#### [What you need to do]
Return the entries below in their exact form, leaving the pictures out.

#### [Information shown]
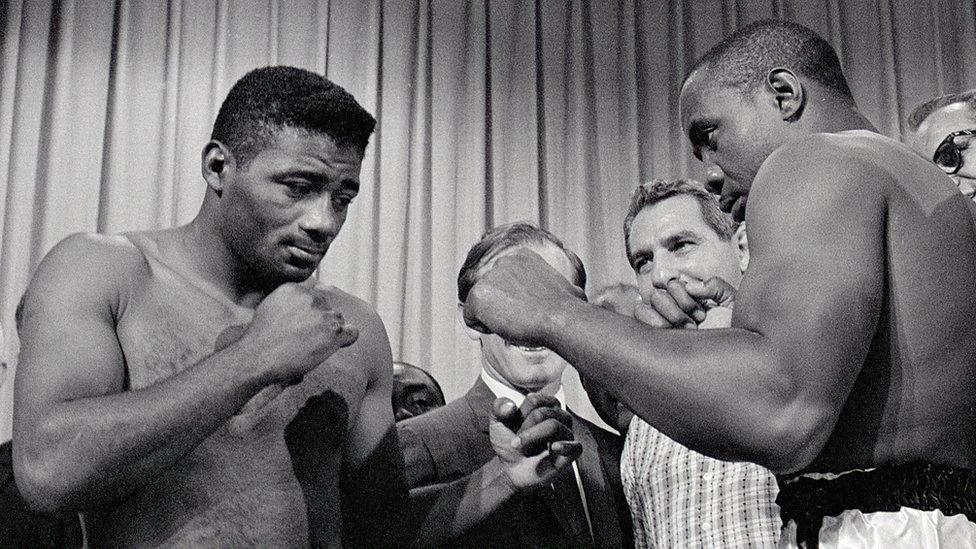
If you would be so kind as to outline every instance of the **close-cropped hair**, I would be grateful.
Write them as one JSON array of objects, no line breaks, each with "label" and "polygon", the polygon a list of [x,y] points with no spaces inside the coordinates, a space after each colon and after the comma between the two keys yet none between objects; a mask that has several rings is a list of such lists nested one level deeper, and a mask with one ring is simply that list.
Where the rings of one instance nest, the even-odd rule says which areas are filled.
[{"label": "close-cropped hair", "polygon": [[694,179],[654,179],[639,185],[630,197],[630,207],[627,208],[627,217],[624,218],[624,245],[627,247],[628,259],[631,257],[630,229],[634,225],[637,214],[644,208],[674,196],[694,198],[698,202],[702,219],[722,240],[731,240],[735,235],[738,224],[731,215],[722,211],[718,198],[708,192],[704,185]]},{"label": "close-cropped hair", "polygon": [[803,25],[776,19],[757,21],[732,33],[699,59],[688,76],[705,69],[714,84],[748,92],[764,85],[769,72],[777,67],[790,69],[853,101],[830,44]]},{"label": "close-cropped hair", "polygon": [[227,93],[210,138],[226,145],[243,168],[285,127],[327,135],[337,146],[353,146],[362,155],[376,119],[324,76],[295,67],[262,67]]},{"label": "close-cropped hair", "polygon": [[573,285],[585,290],[586,269],[583,268],[583,261],[580,260],[579,256],[566,248],[562,240],[559,240],[556,235],[549,231],[530,223],[517,222],[499,225],[489,230],[468,250],[464,264],[458,271],[458,301],[464,303],[468,299],[468,292],[478,282],[478,277],[481,276],[484,267],[492,259],[498,257],[498,254],[519,246],[541,245],[547,242],[566,254],[570,264],[573,265]]},{"label": "close-cropped hair", "polygon": [[925,103],[915,107],[915,110],[908,117],[908,130],[913,132],[917,131],[918,127],[922,125],[922,122],[925,122],[926,118],[932,116],[932,113],[942,107],[948,107],[956,103],[965,103],[966,108],[970,111],[970,117],[973,121],[976,121],[976,89],[972,89],[929,99]]}]

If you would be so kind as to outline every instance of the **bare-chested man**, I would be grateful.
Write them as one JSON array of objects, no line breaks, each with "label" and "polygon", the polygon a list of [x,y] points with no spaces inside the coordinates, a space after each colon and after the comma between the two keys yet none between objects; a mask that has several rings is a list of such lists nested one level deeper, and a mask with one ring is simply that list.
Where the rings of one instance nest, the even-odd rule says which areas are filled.
[{"label": "bare-chested man", "polygon": [[[409,539],[385,329],[310,278],[359,190],[374,125],[321,76],[252,71],[203,149],[191,223],[74,235],[45,257],[18,315],[15,388],[15,474],[35,507],[84,510],[93,545]],[[517,419],[513,408],[499,417]],[[520,433],[545,431],[565,454],[523,460],[528,477],[578,455],[559,441],[560,414]],[[493,440],[511,442],[499,425]],[[505,464],[518,449],[500,452]],[[492,471],[464,491],[473,505],[438,522],[461,525],[518,485],[514,469]]]},{"label": "bare-chested man", "polygon": [[[486,273],[469,322],[557,351],[692,449],[779,473],[784,546],[818,535],[823,547],[971,546],[966,199],[874,131],[836,54],[798,25],[760,22],[724,40],[686,78],[680,110],[695,154],[729,176],[723,203],[749,197],[751,263],[732,327],[656,330],[613,315],[529,253]],[[672,324],[731,292],[714,280],[666,287],[647,307]]]}]

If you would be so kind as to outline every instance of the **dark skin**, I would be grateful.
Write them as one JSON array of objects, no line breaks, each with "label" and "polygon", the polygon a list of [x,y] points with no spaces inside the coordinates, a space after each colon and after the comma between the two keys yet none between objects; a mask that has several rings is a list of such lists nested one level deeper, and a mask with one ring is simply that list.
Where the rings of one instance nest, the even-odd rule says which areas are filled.
[{"label": "dark skin", "polygon": [[[402,466],[395,466],[402,457],[395,436],[389,435],[392,356],[385,328],[365,303],[310,278],[358,191],[362,151],[338,147],[325,135],[283,128],[246,166],[217,141],[207,144],[202,157],[208,190],[197,218],[175,229],[133,235],[150,243],[159,260],[155,269],[134,241],[103,235],[69,237],[38,267],[18,315],[18,484],[38,509],[97,509],[89,523],[95,543],[189,543],[197,532],[179,525],[222,497],[248,501],[252,505],[243,504],[242,512],[264,522],[252,521],[260,527],[249,531],[226,521],[214,523],[200,535],[214,543],[243,543],[245,536],[258,545],[262,540],[292,543],[293,536],[304,535],[307,522],[298,516],[291,517],[294,524],[267,519],[262,509],[275,505],[255,500],[262,495],[251,496],[254,483],[214,479],[218,491],[200,486],[194,492],[193,502],[203,502],[199,509],[170,502],[172,492],[160,485],[161,479],[180,484],[188,477],[178,475],[199,474],[196,464],[276,475],[287,475],[281,471],[290,465],[294,478],[279,482],[288,490],[301,489],[314,521],[310,540],[318,546],[339,543],[344,526],[336,502],[355,509],[345,502],[369,501],[358,491],[372,488],[341,482],[344,476],[391,464],[386,496],[394,502],[406,498],[405,488],[400,489]],[[160,272],[167,274],[161,277]],[[145,293],[176,288],[196,292],[190,320],[206,322],[200,330],[204,340],[185,345],[184,351],[200,356],[190,364],[181,362],[183,342],[165,341],[180,338],[186,323],[172,318],[166,300]],[[156,325],[163,316],[172,324],[168,331]],[[250,320],[241,324],[241,318]],[[126,337],[126,319],[151,324],[160,334],[158,348],[148,353],[160,363],[144,372],[157,377],[138,386],[127,386],[136,383],[130,381],[127,359],[142,349],[138,343],[134,351],[125,349],[132,341]],[[303,401],[294,401],[303,395],[319,395],[304,414],[299,412]],[[322,399],[330,406],[323,408]],[[248,423],[262,410],[271,410],[263,422]],[[325,425],[303,421],[309,417]],[[540,423],[548,430],[531,425],[522,436],[529,441],[537,435],[551,436],[547,440],[552,442],[571,439],[554,425],[561,425],[558,418]],[[288,428],[283,433],[269,425]],[[303,432],[319,427],[328,431],[322,439],[326,447],[299,451],[308,447],[296,444],[307,440]],[[550,461],[563,467],[576,450],[572,444],[560,448],[565,459]],[[284,456],[291,463],[261,467]],[[486,481],[499,488],[488,496],[511,495],[524,486],[519,481],[536,472],[534,459],[549,459],[549,454],[521,457],[525,454],[516,451],[499,464]],[[346,490],[341,495],[340,486]],[[291,504],[285,492],[271,493],[290,498],[284,503]],[[481,494],[475,490],[472,495]],[[170,523],[160,523],[164,516],[172,516]],[[396,513],[381,514],[372,529],[362,531],[378,535],[401,520]]]},{"label": "dark skin", "polygon": [[[787,69],[745,98],[709,77],[686,82],[682,122],[706,166],[749,182],[752,259],[732,327],[613,315],[528,252],[479,281],[469,322],[557,351],[720,459],[778,473],[976,465],[976,229],[963,197],[893,142],[821,133],[871,128],[848,98]],[[693,313],[674,295],[655,309]]]}]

#### [Solution to this exercise]
If you would be so kind as to outline every instance of the **close-cropped hair**, I would be grateful.
Write them as one JSON array of objects, no line breaks, each with "label" and "polygon", the polygon a list of [x,y] points with no spaces inside the coordinates, a space after each colon and after the comma between the two keys yet none between objects; a mask that has several rings is a list of such lists nested one level deeper, and a mask with one ring is simply that list.
Where the rings of one instance nest, the even-odd rule says which areas are filled.
[{"label": "close-cropped hair", "polygon": [[694,179],[654,179],[639,185],[630,197],[630,207],[627,208],[627,217],[624,218],[624,245],[627,247],[628,259],[631,257],[630,229],[634,225],[637,214],[644,208],[674,196],[694,198],[698,202],[702,219],[722,240],[731,240],[735,235],[738,224],[731,215],[722,211],[718,198],[708,192],[704,185]]},{"label": "close-cropped hair", "polygon": [[803,25],[776,19],[757,21],[732,33],[699,59],[688,76],[705,69],[714,84],[748,92],[764,85],[769,72],[777,67],[790,69],[853,101],[830,44]]},{"label": "close-cropped hair", "polygon": [[227,93],[210,138],[226,145],[243,168],[285,127],[327,135],[337,146],[353,146],[362,155],[376,119],[324,76],[295,67],[262,67]]},{"label": "close-cropped hair", "polygon": [[573,285],[585,290],[586,269],[583,268],[583,261],[580,260],[579,256],[566,248],[562,240],[559,240],[556,235],[549,231],[530,223],[517,222],[499,225],[489,230],[468,250],[464,264],[458,271],[458,301],[464,303],[468,299],[468,292],[478,282],[478,277],[481,276],[484,267],[492,259],[498,257],[498,254],[519,246],[541,245],[547,242],[566,254],[570,264],[573,265]]},{"label": "close-cropped hair", "polygon": [[925,103],[915,107],[915,110],[908,117],[908,130],[913,132],[917,131],[918,127],[922,125],[922,122],[925,122],[926,118],[932,116],[932,113],[942,107],[948,107],[956,103],[965,103],[966,108],[970,111],[970,117],[973,121],[976,121],[976,89],[972,89],[929,99]]}]

If you would be so kind as to outline every instance of the **bare-chested man**, I would be grateful.
Write them as one JSON array of objects, no line breaks, each with "label" and "polygon", the polygon a list of [x,y] points with no spaces inside the coordinates, a space after each colon and after the comma between the two keys yet none between objects; a mask that has several rings is a list of such lists nested one level deeper, and a mask with one ring is simply that list.
Where the rings of one instance nest, the even-odd rule says which areas are filled.
[{"label": "bare-chested man", "polygon": [[[409,539],[385,329],[310,278],[359,190],[374,125],[321,76],[252,71],[203,149],[191,223],[74,235],[45,257],[18,315],[15,388],[15,474],[35,507],[84,510],[93,545]],[[517,419],[513,408],[499,417]],[[520,433],[545,431],[565,454],[523,460],[528,477],[578,455],[559,441],[560,414]],[[493,440],[511,442],[499,425]],[[505,464],[518,449],[500,452]],[[492,471],[464,491],[473,505],[438,522],[461,525],[518,485],[514,469]]]},{"label": "bare-chested man", "polygon": [[[486,273],[469,322],[557,351],[692,449],[779,473],[784,546],[818,535],[823,547],[971,546],[966,199],[874,131],[836,54],[798,25],[760,22],[724,40],[686,78],[680,110],[695,154],[729,176],[723,203],[749,197],[751,263],[732,327],[656,330],[613,315],[529,253]],[[672,324],[731,292],[714,280],[666,287],[647,307]]]}]

If you would be so kind as to outline every instance of the **dark skin**, I would be grateful.
Write them as one JSON array of objects, no line breaks, each with "label" and "polygon", the polygon a list of [x,y] points with no spaces inside the coordinates, a space after each colon and after the comma between the two keys yet none between objects; a mask that has several rings is a list of such lists nested one level deeper, and a mask with one ring is simply that list.
Where the rings of one instance nest, the even-odd rule says which areas are filled.
[{"label": "dark skin", "polygon": [[[402,466],[395,466],[402,457],[395,436],[389,435],[392,356],[385,328],[365,303],[310,278],[358,191],[362,151],[338,147],[325,135],[283,128],[246,166],[217,141],[207,144],[202,157],[208,190],[197,218],[175,229],[133,235],[150,243],[159,260],[155,269],[134,241],[103,235],[69,237],[38,267],[18,315],[18,484],[38,509],[97,509],[89,523],[95,543],[189,543],[197,532],[179,525],[222,497],[248,501],[252,505],[243,504],[242,512],[264,522],[252,521],[260,527],[249,531],[226,521],[214,523],[200,535],[214,543],[243,543],[245,536],[258,545],[262,540],[292,543],[293,536],[304,535],[307,522],[298,516],[291,517],[294,524],[267,519],[262,509],[275,505],[255,500],[262,495],[251,496],[254,483],[214,479],[218,491],[200,486],[194,492],[193,502],[203,502],[199,509],[170,502],[172,492],[160,485],[161,479],[180,484],[188,477],[178,475],[199,474],[196,464],[276,475],[287,475],[281,471],[290,465],[294,478],[279,482],[288,490],[301,489],[314,521],[310,540],[318,546],[339,543],[344,526],[336,502],[355,509],[345,502],[369,501],[358,491],[372,488],[341,482],[344,476],[391,464],[386,496],[394,502],[406,498],[405,488],[400,489]],[[160,272],[167,274],[161,277]],[[145,293],[176,288],[196,292],[190,320],[206,322],[200,330],[204,340],[185,345],[184,351],[200,356],[190,364],[181,362],[183,342],[165,341],[180,338],[186,323],[172,318],[166,300]],[[156,325],[163,316],[172,324],[168,331]],[[250,320],[241,324],[241,318]],[[126,337],[126,319],[151,324],[160,334],[158,348],[148,353],[160,363],[144,372],[157,377],[138,386],[127,386],[136,383],[130,381],[127,359],[142,349],[138,343],[134,351],[125,349],[132,341]],[[303,401],[294,401],[303,395],[319,395],[304,414],[299,412]],[[322,399],[330,406],[323,408]],[[248,423],[262,410],[271,410],[263,422]],[[325,425],[303,421],[309,417]],[[540,423],[548,430],[531,425],[522,436],[529,441],[537,435],[551,436],[547,440],[552,442],[571,439],[554,425],[561,425],[558,418]],[[288,428],[283,433],[269,425]],[[303,432],[319,427],[328,431],[322,439],[326,447],[299,451],[308,447],[296,444],[307,440]],[[550,461],[563,467],[576,450],[572,444],[560,448],[565,459]],[[284,456],[291,463],[261,467]],[[486,481],[499,488],[488,496],[511,495],[524,486],[519,481],[536,472],[534,459],[549,459],[549,454],[521,457],[525,454],[516,451],[499,464]],[[346,490],[341,495],[340,486]],[[291,504],[285,492],[271,493],[290,498],[284,503]],[[481,494],[475,490],[472,495]],[[170,523],[160,523],[164,516],[172,516]],[[396,513],[381,514],[372,529],[362,531],[378,535],[401,520]]]},{"label": "dark skin", "polygon": [[[787,69],[745,98],[709,77],[686,82],[682,122],[706,166],[749,182],[752,259],[732,327],[613,315],[528,252],[479,281],[469,322],[557,351],[720,459],[778,473],[976,465],[976,229],[963,197],[893,142],[821,133],[871,128],[848,98]],[[693,313],[674,295],[655,309]]]}]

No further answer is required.